+++ DATASET RECORDS +++
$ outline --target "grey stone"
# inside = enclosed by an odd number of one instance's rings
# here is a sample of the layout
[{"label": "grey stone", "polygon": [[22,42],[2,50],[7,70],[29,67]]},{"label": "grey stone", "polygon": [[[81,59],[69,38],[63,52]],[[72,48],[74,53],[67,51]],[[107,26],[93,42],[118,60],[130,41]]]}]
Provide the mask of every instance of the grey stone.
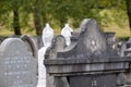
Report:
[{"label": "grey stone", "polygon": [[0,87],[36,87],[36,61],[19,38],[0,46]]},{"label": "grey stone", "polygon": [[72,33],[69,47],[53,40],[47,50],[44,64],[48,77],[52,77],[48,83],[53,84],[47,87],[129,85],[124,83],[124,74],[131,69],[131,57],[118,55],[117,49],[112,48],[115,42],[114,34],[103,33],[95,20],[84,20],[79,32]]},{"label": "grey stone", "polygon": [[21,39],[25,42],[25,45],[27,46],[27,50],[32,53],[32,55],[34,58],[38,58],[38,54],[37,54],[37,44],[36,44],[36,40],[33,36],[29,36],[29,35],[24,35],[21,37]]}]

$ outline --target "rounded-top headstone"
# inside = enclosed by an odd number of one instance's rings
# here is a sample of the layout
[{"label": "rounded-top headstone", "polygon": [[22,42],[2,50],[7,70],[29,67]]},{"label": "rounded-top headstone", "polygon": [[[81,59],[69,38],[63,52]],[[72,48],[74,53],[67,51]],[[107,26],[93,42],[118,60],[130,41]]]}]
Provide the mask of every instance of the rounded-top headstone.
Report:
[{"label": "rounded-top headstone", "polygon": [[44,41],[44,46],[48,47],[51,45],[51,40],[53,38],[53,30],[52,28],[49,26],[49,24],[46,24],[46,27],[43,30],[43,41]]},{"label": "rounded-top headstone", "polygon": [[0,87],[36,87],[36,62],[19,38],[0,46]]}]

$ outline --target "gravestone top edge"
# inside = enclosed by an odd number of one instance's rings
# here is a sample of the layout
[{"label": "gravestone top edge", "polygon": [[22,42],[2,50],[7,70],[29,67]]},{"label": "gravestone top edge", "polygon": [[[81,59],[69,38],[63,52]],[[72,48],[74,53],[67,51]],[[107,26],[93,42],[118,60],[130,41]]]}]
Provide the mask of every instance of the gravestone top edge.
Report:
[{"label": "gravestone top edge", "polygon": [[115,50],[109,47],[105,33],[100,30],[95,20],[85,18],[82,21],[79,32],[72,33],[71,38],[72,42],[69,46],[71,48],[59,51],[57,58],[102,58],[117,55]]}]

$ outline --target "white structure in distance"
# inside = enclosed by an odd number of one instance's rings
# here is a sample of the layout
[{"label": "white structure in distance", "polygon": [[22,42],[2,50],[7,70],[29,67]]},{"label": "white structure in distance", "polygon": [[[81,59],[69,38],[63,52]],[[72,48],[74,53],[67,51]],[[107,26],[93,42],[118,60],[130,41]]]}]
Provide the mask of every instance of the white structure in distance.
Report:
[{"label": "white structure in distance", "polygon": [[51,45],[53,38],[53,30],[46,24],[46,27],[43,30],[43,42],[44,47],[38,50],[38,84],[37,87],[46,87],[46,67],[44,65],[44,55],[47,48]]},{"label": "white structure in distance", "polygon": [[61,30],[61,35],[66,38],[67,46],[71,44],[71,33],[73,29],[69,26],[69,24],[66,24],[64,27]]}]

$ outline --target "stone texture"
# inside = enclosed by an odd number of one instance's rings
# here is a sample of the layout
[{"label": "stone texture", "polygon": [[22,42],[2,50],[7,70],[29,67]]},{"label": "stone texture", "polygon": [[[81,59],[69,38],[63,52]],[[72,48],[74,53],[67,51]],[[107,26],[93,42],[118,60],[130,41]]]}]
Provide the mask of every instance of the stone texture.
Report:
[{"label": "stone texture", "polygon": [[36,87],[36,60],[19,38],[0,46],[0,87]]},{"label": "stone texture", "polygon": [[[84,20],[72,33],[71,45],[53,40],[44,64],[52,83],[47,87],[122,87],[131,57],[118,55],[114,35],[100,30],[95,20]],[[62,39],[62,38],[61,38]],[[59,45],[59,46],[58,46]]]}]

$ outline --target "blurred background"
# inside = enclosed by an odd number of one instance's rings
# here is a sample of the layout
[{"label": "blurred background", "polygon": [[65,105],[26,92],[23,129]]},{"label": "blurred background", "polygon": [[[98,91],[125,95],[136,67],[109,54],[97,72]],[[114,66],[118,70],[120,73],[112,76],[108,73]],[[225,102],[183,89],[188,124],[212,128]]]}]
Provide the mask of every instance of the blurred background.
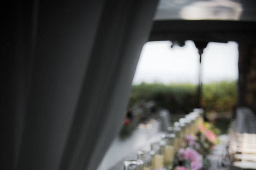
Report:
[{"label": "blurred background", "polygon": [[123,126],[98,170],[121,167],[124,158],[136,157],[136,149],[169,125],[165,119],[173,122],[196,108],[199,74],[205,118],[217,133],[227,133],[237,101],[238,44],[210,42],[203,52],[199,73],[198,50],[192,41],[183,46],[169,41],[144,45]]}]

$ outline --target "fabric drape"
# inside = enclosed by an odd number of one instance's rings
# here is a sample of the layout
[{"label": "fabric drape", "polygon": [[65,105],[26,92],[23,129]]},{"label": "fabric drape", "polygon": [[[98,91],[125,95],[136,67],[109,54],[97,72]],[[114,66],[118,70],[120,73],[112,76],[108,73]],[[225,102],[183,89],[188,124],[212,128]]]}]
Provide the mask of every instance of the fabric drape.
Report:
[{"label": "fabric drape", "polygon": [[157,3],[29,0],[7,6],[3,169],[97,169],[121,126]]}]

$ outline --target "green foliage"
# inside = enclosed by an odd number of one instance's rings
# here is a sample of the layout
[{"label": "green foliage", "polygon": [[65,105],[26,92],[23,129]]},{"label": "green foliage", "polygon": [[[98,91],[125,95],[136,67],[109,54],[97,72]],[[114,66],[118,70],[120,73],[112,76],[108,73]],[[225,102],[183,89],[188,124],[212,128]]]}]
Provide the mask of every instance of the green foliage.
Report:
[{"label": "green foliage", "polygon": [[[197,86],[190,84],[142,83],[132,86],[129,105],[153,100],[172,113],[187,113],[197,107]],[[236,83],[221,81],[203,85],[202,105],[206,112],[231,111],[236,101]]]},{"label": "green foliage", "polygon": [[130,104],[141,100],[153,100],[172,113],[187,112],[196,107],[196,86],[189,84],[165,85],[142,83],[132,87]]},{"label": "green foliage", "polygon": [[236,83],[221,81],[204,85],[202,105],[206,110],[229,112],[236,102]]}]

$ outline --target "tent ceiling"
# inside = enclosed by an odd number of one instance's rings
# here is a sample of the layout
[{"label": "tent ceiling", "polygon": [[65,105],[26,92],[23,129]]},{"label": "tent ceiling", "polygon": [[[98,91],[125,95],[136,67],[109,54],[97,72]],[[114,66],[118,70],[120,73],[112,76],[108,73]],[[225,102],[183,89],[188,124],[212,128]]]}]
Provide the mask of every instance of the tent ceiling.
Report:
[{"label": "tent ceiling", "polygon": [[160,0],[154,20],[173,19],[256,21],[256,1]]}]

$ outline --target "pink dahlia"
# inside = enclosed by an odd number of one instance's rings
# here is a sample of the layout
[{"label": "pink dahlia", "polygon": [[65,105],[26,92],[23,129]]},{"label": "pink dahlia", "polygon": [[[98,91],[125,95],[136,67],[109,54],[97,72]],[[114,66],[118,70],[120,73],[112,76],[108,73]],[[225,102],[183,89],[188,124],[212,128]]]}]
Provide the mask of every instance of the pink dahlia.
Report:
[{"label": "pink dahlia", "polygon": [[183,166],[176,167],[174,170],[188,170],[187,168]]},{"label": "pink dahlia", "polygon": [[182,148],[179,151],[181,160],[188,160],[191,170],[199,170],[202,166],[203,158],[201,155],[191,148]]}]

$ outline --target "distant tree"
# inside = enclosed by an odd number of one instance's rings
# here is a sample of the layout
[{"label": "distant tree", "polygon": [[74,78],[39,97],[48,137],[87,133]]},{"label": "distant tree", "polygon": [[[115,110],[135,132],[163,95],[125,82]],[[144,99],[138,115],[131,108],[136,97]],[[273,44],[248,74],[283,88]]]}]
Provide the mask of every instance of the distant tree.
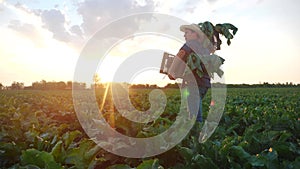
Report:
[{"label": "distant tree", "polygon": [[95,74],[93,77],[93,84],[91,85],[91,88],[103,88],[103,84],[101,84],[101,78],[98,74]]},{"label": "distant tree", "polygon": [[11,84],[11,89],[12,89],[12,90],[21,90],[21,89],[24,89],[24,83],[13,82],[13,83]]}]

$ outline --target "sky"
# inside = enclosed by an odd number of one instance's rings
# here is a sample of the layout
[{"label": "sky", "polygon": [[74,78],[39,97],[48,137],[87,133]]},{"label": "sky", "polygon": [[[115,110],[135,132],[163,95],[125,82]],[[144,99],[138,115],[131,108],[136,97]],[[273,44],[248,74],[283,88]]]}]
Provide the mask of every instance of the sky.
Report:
+++
● STATED TASK:
Select every line of the data above that contains the word "dahlia", and copy each one out. Treat case as significant.

● COMPLETED EXERCISE:
$ outline --target "pink dahlia"
[{"label": "pink dahlia", "polygon": [[65,105],[26,92],[23,129]]},{"label": "pink dahlia", "polygon": [[[98,91],[125,95],[136,67],[109,54],[97,72]],[[114,66],[118,70],[120,73],[112,76],[108,73]],[[225,102],[183,89],[188,124],[212,128]]]}]
Provide the mask of every instance of the pink dahlia.
[{"label": "pink dahlia", "polygon": [[183,166],[176,167],[174,170],[188,170],[187,168]]},{"label": "pink dahlia", "polygon": [[182,148],[179,151],[181,160],[188,160],[191,170],[199,170],[202,166],[203,158],[201,155],[191,148]]}]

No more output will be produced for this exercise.